##### Text

# Carrier HVAC - Fan not turning



## rstokes28 (Jun 18, 2013)

Hi,
The fan on the outside unit, a Carrier 38EZA060310 Model, stopped turning yesterday. I took out the capacitor and got it tested and it was bad and replaced it. The unit worked fine for the afternoon while it was cooling the house. After it was off a while and came back on the fan wouldn't turn again. The compressor is coming on and we know the cap is good. 
My guess is bad fan motor. Can you verify?

Thanks,

Rick


----------



## rstokes28 (Jun 19, 2013)

In addition to fan not turning unless I help it a little, when the system is one it's taking a long time to cool. Could this be an issue where it's been losing Puron steadily and has been stressing the components?


----------



## Housedoctor57 (Jun 19, 2013)

If the fan motor is turning at a reduced RPM this will affect the unit's cooling ability. Also clean the coils with coil cleaner or a 409/Simple Green product. Wash out with a powerful stream of water from the garden hose. Be sure to set the thermostat to OFF and disconnect the power to the outside unit before you begin.


----------



## rstokes28 (Jun 19, 2013)

Thanks Housedoctor57. I'm assuming along with the cleaning that the fan motor also e replaced, just to be sure.

Best


----------



## Housedoctor57 (Jun 19, 2013)

Yes, The fan should be replaced based on your description and the fact you exchanged the Cap already that helps with the start and run function of the motor. Good luck. Check your area for a Johnstone Supply location if you have trouble getting the part from another AC supply house.

##########

• [Problems and tasks]
a) Answer these questions about the HVAC fan thread:
(i) What model is the outside unit whose fan stopped turning?
(ii) What should the thermostat be set to before the coils are cleaned?
(iii) What supplier does Housedoctor57 suggest looking for if the part is hard to get from another AC supply house?
b) Write the next part of the HVAC fan thread, picking up after its last post.
The entries that follow have no connection to the HVAC fan thread.

##### Given entries

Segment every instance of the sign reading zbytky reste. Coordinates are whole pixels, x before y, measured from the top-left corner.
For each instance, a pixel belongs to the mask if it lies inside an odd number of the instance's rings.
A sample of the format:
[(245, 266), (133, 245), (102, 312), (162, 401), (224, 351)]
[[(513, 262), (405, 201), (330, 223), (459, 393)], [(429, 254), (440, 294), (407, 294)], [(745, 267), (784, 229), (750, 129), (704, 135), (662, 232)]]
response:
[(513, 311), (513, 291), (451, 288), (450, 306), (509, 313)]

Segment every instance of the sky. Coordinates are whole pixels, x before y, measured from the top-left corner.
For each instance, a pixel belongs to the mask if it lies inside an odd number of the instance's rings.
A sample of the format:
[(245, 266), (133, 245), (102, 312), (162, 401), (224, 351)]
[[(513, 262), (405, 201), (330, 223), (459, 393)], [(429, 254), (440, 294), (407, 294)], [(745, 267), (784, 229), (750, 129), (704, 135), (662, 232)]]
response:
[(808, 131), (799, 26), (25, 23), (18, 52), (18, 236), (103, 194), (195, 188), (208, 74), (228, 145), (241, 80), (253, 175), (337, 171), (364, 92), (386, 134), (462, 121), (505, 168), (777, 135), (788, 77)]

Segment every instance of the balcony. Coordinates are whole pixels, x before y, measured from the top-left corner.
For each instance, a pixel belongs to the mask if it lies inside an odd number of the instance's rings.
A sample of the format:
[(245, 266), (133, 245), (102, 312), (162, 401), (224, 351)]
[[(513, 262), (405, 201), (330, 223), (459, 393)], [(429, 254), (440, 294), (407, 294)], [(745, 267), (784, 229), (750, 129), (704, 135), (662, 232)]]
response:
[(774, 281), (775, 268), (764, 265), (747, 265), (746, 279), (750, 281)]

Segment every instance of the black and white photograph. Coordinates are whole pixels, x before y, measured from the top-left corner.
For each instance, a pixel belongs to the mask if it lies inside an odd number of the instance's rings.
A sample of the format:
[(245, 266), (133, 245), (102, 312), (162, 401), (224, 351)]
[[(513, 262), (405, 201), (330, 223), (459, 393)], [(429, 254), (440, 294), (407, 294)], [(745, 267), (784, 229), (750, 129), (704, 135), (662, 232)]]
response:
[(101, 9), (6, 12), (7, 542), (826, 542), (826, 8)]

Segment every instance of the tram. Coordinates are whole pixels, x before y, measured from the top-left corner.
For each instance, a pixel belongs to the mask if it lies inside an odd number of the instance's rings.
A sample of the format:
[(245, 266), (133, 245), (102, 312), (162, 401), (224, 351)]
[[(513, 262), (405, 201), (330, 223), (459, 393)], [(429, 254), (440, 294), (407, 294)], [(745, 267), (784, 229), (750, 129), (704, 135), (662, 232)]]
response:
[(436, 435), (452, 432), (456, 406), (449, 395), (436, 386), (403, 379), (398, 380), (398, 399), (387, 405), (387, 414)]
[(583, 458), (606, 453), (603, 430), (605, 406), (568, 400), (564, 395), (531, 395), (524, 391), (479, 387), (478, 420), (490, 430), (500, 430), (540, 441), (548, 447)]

##########

• [Results by task]
a)
(i) A Carrier 38EZA060310.
(ii) OFF.
(iii) A Johnstone Supply location.

b)
----------



## rstokes28 (Jun 19, 2013)

All cleaned up and now I'm hunting for the fan motor which I expect to be the end of this drama and back to some good AC in the Phoenix summer.

Thank you for the good advice.


----------



## rstokes28 (Jun 19, 2013)

I found a new fan motor with the same specifications for $111.00 and it got it installed with no problems. It came with its own capacitor which wasn't an issue. The home seems to be cooling at near double the rate it was before the failure.
Thanks again for the help. -


----------



## Housedoctor57 (Jun 19, 2013)

Good deal. You should have 18-21 degrees diff between the
Cold air and return air temps once house stabilizes.


----------



## rstokes28 (Jun 19, 2013)

What would be the best method and tool to check that difference?


----------



## Housedoctor57 (Jun 20, 2013)

What I do is make a small hole in the duct above the A Coil that is connected to the furnace/air handler(assuming you have a vertical setup. If horizontal then insert between A Coil and duct work). Insert the thermometer there to check the air being cooled and also check the air at your filter in the return or make a small hole in the return duct and check right before it goes back into the air handler.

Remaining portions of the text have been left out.